Pointing dataset records
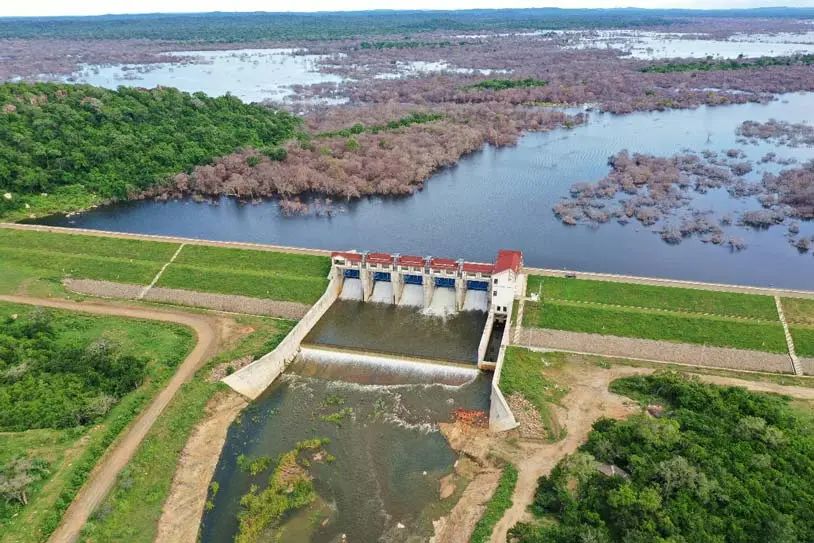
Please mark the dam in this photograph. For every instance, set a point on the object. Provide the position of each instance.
(395, 348)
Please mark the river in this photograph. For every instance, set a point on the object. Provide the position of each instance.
(502, 198)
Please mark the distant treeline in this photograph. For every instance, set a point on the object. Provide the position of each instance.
(710, 65)
(236, 27)
(111, 143)
(503, 84)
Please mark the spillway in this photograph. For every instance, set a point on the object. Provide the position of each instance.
(373, 369)
(442, 304)
(352, 290)
(382, 292)
(476, 300)
(412, 296)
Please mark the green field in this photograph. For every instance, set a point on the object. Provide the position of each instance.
(39, 261)
(681, 315)
(653, 297)
(71, 453)
(523, 374)
(132, 510)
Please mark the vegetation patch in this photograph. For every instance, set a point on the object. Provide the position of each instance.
(289, 488)
(710, 64)
(498, 504)
(504, 84)
(523, 373)
(654, 297)
(798, 310)
(131, 511)
(719, 461)
(644, 324)
(62, 373)
(112, 143)
(803, 340)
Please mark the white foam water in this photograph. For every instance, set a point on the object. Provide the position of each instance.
(370, 369)
(476, 300)
(382, 292)
(351, 290)
(412, 296)
(443, 302)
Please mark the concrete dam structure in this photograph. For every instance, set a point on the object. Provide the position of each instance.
(414, 319)
(439, 285)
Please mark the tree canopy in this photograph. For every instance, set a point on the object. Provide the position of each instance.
(114, 142)
(715, 465)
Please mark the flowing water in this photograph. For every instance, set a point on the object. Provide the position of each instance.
(502, 198)
(412, 296)
(352, 290)
(400, 331)
(389, 455)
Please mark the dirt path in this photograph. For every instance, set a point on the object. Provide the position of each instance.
(199, 458)
(103, 476)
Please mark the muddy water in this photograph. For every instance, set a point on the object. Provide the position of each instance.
(390, 457)
(398, 330)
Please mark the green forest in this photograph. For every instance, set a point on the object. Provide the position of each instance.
(49, 383)
(75, 141)
(702, 464)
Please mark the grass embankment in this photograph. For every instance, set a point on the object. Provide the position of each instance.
(709, 442)
(710, 65)
(71, 453)
(721, 319)
(800, 318)
(38, 261)
(131, 511)
(523, 373)
(499, 503)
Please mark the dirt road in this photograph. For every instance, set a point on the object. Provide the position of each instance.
(103, 476)
(588, 400)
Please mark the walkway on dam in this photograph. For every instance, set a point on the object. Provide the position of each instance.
(104, 474)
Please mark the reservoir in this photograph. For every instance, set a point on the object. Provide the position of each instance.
(503, 198)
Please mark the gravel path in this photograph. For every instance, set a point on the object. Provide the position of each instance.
(218, 302)
(103, 477)
(657, 351)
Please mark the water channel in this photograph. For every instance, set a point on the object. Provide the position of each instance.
(502, 198)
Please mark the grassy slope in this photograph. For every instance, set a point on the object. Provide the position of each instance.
(671, 298)
(73, 452)
(523, 373)
(132, 510)
(659, 313)
(46, 258)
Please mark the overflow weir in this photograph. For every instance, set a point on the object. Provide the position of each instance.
(416, 319)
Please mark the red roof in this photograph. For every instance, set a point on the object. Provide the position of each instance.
(508, 260)
(353, 257)
(380, 258)
(478, 267)
(443, 263)
(409, 260)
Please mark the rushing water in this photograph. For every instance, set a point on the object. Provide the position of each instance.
(252, 75)
(502, 198)
(399, 330)
(390, 457)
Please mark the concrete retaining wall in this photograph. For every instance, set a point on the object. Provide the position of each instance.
(252, 380)
(501, 418)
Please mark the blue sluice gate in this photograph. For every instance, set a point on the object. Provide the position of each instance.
(413, 280)
(445, 282)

### SET TASK
Copy the material shown above in full and exactly. Skip the pictures.

### COMPLETE OUTPUT
Please mark the dam in this photograph. For every instance, set a point on the object. Provide the position of each instance.
(395, 348)
Please mark the river in this photograph. For every instance, set a point on the object. Provide the position of each instance.
(502, 198)
Please mark the distant treeline in this photograph. For every instance, set a point on the object. Provide the position of each instance.
(710, 65)
(236, 27)
(111, 143)
(503, 84)
Please mark the spillway in this photograph. For every instance, set a point on the object. Provide the position of each instance.
(373, 369)
(442, 304)
(352, 290)
(382, 292)
(476, 300)
(412, 296)
Please mark the green field in this photograph. For every instance, set a point on the object. Provide the position of each instance.
(39, 261)
(681, 315)
(653, 297)
(71, 453)
(523, 374)
(132, 510)
Please mark the vegetation patch in this photograph. For every instance, set a point on the object. Provide the position of each instance.
(289, 488)
(710, 64)
(498, 504)
(504, 84)
(523, 373)
(654, 297)
(798, 310)
(131, 511)
(719, 461)
(644, 324)
(62, 373)
(112, 143)
(803, 340)
Please mark the white foam water in this photograph. For every instance, set a point on the object. Provide the position of each instance.
(370, 369)
(476, 300)
(382, 292)
(351, 290)
(412, 296)
(443, 302)
Please mark the concrete dam structure in this photograph. For every instance, set a point on the object. Provide the position of each instance.
(414, 319)
(439, 285)
Please mark the tree canopy in this photograph. For every instance, set a point on the object. Provide the position of each instance.
(114, 142)
(715, 465)
Please mark the flowing water in this photograph. For every instance, set a point on the object. Provide the position of each instance.
(502, 198)
(412, 296)
(352, 290)
(400, 331)
(389, 455)
Please mark the dirt path in this photograph. For every instance, set a point on the object. Provide the position of each instance.
(199, 458)
(103, 476)
Please mark the muddy water in this photograph. For every instance, set a point on the object. Provide the position of each instance.
(390, 457)
(398, 330)
Please mark the green forest in this photograph. For every instance, set a point on the object. Provide the position of each instance.
(49, 383)
(75, 141)
(702, 464)
Please mark the grass embankment in this photograph. For every instance, set a point on the object. Provide the position of each instance.
(709, 442)
(710, 65)
(71, 453)
(721, 319)
(800, 318)
(38, 261)
(131, 511)
(523, 373)
(499, 503)
Please mark the dirt road in this photograph. For every instance, set a point on the object. Provide the position of each instance.
(103, 476)
(588, 400)
Please mark the walkway on dam in this photograph. For every instance, set a point on the object. Provide the position of each instance.
(104, 474)
Please mark the reservoir in this photograph. For every instance, set a point on the object. Provide the position of each instance.
(503, 198)
Please mark the gravel path in this photograph. For every instance, set a point on the object. Provide the position of each instance.
(218, 302)
(103, 477)
(657, 351)
Please mark the water channel in this photograph. For every instance, set a point on the object. Provide the position of each instance.
(502, 198)
Please mark the grassy slope in this photograph. For every instance, set a point on the object. Provide the position of each instance.
(671, 298)
(73, 452)
(523, 373)
(132, 510)
(659, 313)
(46, 258)
Please mark the overflow weir in this photograph. For every instance, set a point on the object. Provide the position of each instance.
(416, 319)
Please mark the red roof in this photograph. For every instance, set a point on the object. Provide the position of each instance.
(508, 260)
(353, 257)
(380, 258)
(478, 267)
(443, 263)
(409, 260)
Please mark the rushing water in this photograph. For every instance, set a point on the object. Provide the position of each instance.
(252, 75)
(502, 198)
(399, 330)
(390, 457)
Please mark the concrete retaining wall in this photograph. For every instance, set a point on the object. Provide the position of each instance.
(252, 380)
(501, 418)
Please mark the blue sluice gate in this photograph. For every instance, set a point on the object. Provide the position of each instance.
(413, 280)
(445, 282)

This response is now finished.